-- START --

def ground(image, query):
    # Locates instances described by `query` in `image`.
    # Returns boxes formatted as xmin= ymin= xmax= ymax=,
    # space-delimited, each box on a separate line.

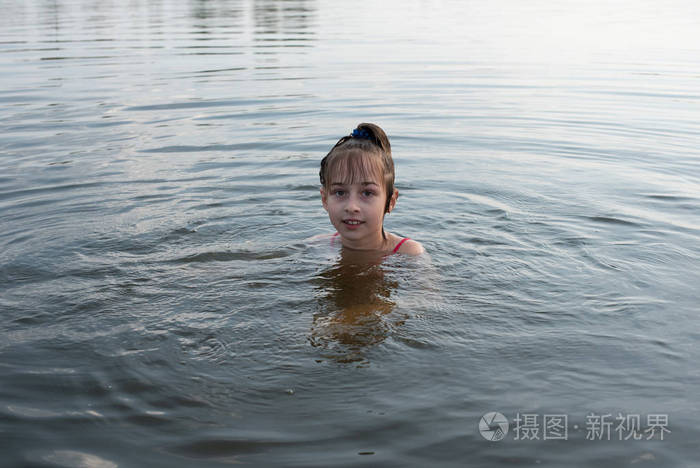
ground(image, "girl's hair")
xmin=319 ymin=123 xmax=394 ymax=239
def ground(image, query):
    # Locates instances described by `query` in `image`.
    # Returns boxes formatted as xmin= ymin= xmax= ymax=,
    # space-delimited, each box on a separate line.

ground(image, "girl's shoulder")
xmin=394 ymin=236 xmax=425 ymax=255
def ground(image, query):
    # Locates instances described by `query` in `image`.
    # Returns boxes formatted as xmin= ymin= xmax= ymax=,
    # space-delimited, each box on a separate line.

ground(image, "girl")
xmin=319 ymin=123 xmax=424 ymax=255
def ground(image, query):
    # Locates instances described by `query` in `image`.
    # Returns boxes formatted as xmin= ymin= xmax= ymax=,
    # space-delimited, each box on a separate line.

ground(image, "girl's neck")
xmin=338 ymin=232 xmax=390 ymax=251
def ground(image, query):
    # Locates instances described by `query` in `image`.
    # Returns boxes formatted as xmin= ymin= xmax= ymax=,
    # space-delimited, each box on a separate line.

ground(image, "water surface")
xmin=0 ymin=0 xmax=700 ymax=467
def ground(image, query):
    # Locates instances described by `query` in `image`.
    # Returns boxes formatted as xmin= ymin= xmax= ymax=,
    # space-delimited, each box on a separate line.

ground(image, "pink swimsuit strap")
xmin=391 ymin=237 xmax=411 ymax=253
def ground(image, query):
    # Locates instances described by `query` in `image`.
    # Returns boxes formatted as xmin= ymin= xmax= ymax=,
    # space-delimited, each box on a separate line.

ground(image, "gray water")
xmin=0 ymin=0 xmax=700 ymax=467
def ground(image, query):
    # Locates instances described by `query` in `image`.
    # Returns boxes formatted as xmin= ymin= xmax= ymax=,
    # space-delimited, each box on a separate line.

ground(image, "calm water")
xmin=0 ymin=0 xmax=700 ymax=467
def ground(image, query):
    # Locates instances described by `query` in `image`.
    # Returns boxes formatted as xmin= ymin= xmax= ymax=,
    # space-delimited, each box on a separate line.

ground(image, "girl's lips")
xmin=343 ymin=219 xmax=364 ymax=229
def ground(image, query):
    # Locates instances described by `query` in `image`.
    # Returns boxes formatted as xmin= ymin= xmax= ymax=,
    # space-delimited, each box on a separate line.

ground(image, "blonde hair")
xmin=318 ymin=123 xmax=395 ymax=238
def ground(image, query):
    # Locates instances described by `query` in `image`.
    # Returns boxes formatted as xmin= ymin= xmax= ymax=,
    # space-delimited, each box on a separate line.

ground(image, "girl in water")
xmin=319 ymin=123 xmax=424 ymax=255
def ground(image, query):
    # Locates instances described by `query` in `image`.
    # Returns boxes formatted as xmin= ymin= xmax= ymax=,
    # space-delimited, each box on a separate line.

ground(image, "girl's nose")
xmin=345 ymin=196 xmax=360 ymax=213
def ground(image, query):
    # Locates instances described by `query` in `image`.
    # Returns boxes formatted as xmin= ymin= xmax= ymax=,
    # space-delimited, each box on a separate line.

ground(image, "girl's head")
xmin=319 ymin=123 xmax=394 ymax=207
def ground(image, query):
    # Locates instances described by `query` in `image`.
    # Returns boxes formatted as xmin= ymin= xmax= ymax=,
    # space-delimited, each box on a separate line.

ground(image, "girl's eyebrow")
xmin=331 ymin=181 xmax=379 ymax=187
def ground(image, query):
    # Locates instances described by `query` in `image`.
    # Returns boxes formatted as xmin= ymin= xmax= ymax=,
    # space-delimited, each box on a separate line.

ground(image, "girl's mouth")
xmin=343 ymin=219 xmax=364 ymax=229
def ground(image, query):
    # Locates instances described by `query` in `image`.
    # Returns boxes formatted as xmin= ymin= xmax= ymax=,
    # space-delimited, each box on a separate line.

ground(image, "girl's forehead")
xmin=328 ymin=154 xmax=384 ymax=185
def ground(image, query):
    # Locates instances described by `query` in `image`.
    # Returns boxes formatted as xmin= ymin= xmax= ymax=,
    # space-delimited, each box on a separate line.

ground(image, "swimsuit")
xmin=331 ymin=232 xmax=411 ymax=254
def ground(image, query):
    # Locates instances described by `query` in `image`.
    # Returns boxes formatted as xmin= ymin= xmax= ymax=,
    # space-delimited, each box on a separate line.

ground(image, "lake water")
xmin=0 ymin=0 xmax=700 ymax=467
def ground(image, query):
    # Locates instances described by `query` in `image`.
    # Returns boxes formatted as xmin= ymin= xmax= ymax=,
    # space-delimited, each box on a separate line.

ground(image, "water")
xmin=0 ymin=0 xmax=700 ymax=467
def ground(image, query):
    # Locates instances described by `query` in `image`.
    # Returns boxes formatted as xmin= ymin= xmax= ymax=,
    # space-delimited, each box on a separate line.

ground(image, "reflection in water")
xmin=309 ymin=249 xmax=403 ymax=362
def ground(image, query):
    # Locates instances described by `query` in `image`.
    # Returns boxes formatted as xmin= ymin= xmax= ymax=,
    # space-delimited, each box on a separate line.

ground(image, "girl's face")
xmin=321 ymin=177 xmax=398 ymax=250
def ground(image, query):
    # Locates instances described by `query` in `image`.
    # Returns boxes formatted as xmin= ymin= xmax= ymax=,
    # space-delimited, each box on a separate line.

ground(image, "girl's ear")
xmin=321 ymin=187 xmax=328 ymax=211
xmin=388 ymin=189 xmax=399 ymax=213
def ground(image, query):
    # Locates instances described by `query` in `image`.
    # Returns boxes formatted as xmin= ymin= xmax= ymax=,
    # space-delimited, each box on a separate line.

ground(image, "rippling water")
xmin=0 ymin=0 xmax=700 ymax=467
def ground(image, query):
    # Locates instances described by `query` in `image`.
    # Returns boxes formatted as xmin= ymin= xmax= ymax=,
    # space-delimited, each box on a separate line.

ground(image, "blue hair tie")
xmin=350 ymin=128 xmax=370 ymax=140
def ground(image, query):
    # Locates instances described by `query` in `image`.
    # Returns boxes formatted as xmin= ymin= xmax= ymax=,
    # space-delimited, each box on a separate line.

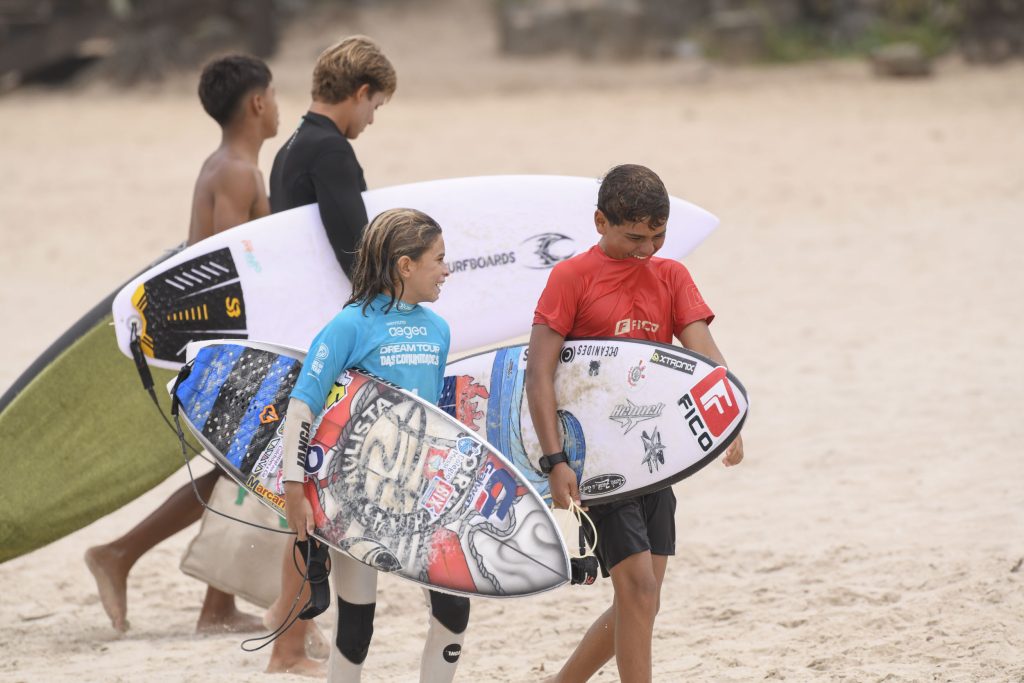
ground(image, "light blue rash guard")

-- END --

**Required work:** Strip the images and reproduce the remaining records precisely.

**Task solution:**
def ground(image, query):
    # Locates instances described by `query` in `image`.
    # Returns boxes formatted as xmin= ymin= xmax= ymax=,
    # space-delimited, each box on a separate line.

ground(image, "girl's hair")
xmin=319 ymin=123 xmax=394 ymax=239
def ground(image, query):
    # Locates instances described by `query` in `image`.
    # Returns boxes formatted as xmin= ymin= xmax= ymax=,
    # space-delimited, each box on a separate line.

ground(image, "girl's shoulder")
xmin=394 ymin=236 xmax=425 ymax=255
def ground(image, query):
    # Locates instances described by `query` in `image`.
    # Returns boxes formatted as xmin= ymin= xmax= ymax=,
    # space-delimited, each box on a separate line.

ground(image, "girl")
xmin=319 ymin=123 xmax=424 ymax=255
def ground(image, query):
    # Locates instances described by `query` in `image`.
    # Returns boxes formatted as xmin= ymin= xmax= ymax=,
    # space-delimited, each box on a separate line.

ground(image, "girl's neck")
xmin=338 ymin=232 xmax=390 ymax=251
def ground(image, query):
    # Locates instances described by `query` in `image`.
    # Returns boxes formatted as xmin= ymin= xmax= ymax=,
    # space-delimited, each box on a separate line.

ground(image, "water surface")
xmin=0 ymin=0 xmax=700 ymax=467
def ground(image, query):
    # Locates instances described by `query` in `image`.
    # Returns boxes formatted as xmin= ymin= xmax= ymax=,
    # space-delimited, each box on a separate line.

ground(image, "pink swimsuit strap")
xmin=391 ymin=237 xmax=411 ymax=253
def ground(image, query):
    # Locates instances described by `query` in `image`.
    # Returns boxes formatted as xmin= ymin= xmax= ymax=,
    # space-delimited, each box on a separate line.

ground(image, "gray water")
xmin=0 ymin=0 xmax=700 ymax=467
def ground(image, query):
    # Locates instances described by `query` in `image`.
    # Returns boxes formatted as xmin= ymin= xmax= ymax=,
    # space-delimited, each box on a separate line.

ground(image, "calm water")
xmin=0 ymin=0 xmax=700 ymax=467
def ground(image, query):
    # Locates instances described by `query` in `image`.
    # Returns boxes formatted as xmin= ymin= xmax= ymax=,
    # space-delimited, each box on a separate line.

ground(image, "girl's lips")
xmin=343 ymin=219 xmax=364 ymax=229
def ground(image, query):
    # Locates instances described by `query` in `image`.
    # Returns boxes formatted as xmin= ymin= xmax= ymax=,
    # space-delimited, each box on a separate line.

ground(image, "blonde hair")
xmin=318 ymin=123 xmax=395 ymax=238
def ground(image, query):
    # Locates instances described by `query` in `image`.
    # Returns boxes formatted as xmin= ymin= xmax= ymax=,
    # space-delimited, each box on a separate line.

ground(image, "girl in water")
xmin=319 ymin=123 xmax=424 ymax=255
def ground(image, query):
    # Locates instances described by `query` in `image`.
    # Returns boxes formatted as xmin= ymin= xmax= ymax=,
    # space-delimited, each box on a separate line.

ground(image, "girl's nose")
xmin=345 ymin=196 xmax=360 ymax=213
def ground(image, query):
    # Locates instances described by `query` in `image`.
    # Returns boxes formatted as xmin= ymin= xmax= ymax=,
    # space-delimited, each box on a separate line.

ground(image, "girl's head")
xmin=319 ymin=123 xmax=394 ymax=207
def ground(image, query):
    # Locates instances described by `query` in `image`.
    # Returns boxes formatted as xmin= ymin= xmax= ymax=,
    # space-delimited, each box on a separate line.

ground(image, "girl's eyebrow")
xmin=331 ymin=181 xmax=379 ymax=187
def ground(image, query):
    # Locates instances described by `query` in `image`.
    # Returns boxes formatted as xmin= ymin= xmax= ymax=,
    # space-delimited, each box on a separate line.

ground(image, "girl's mouth")
xmin=343 ymin=219 xmax=364 ymax=229
def ground(image, query):
    # Locates instances described by `query` in `image`.
    # Returns boxes formatted as xmin= ymin= xmax= ymax=,
    # space-delimited, each box on a separate line.

ground(image, "girl's forehead")
xmin=328 ymin=154 xmax=384 ymax=185
def ground(image, query):
    # Locates instances described by `query` in `image`.
    # Returns boxes formatted as xmin= ymin= xmax= ymax=,
    # space-delimited, each box on a separate line.

ground(image, "swimsuit")
xmin=331 ymin=232 xmax=411 ymax=254
def ground(image, query):
    # Locates instances described by `query` in `image`.
    # Returns boxes formatted as xmin= ymin= xmax= ymax=,
    # space-delimited, each box on a separate line.

ground(image, "lake water")
xmin=0 ymin=0 xmax=700 ymax=467
def ground(image, query):
    # Locates instances described by `query` in `image`.
    # Returns boxes formatted as xmin= ymin= xmax= ymax=,
    # space-delimited, each box on a separate line.

ground(image, "water")
xmin=0 ymin=0 xmax=700 ymax=467
def ground(image, query):
    # Locates instances described by `query` in `image`.
    # Returns boxes formatted as xmin= ymin= xmax= ymax=,
    # space-delimited, each box on a separate line.

ground(image, "reflection in water")
xmin=309 ymin=249 xmax=403 ymax=362
def ground(image, query):
    # Locates instances described by `query` in `image`.
    # Returns boxes formatted as xmin= ymin= xmax= ymax=,
    # space-delimited, each box on a separate line.

ground(image, "girl's face")
xmin=321 ymin=177 xmax=398 ymax=250
def ground(image, query):
    # Locates instances described by `query` in `image`.
    # Returns boxes formatted as xmin= ymin= xmax= ymax=,
    # space-delimited, each box on a separate line.

ground(image, "girl's ear")
xmin=321 ymin=187 xmax=328 ymax=211
xmin=388 ymin=189 xmax=399 ymax=213
def ground(image, query):
    # Locates instances described by `query` in `image`.
    # Returns boxes formatted as xmin= ymin= xmax= ymax=,
    # space-delimited, each box on a separate line.

ground(image, "rippling water")
xmin=0 ymin=0 xmax=700 ymax=467
def ground(image, query):
    # Locates instances described by `query` in `image`.
    # Returns boxes formatted as xmin= ymin= xmax= ymax=,
    # space-delimited, each box on a separate line.

ground(image, "blue hair tie")
xmin=350 ymin=128 xmax=370 ymax=140
def ground(image, query):
    # Locates instances described by `query` in `image`.
    # Returns boxes formatted as xmin= ymin= xmax= ymax=,
    # space-delimited, each box on a separate line.

ground(image, "light blue rash guard")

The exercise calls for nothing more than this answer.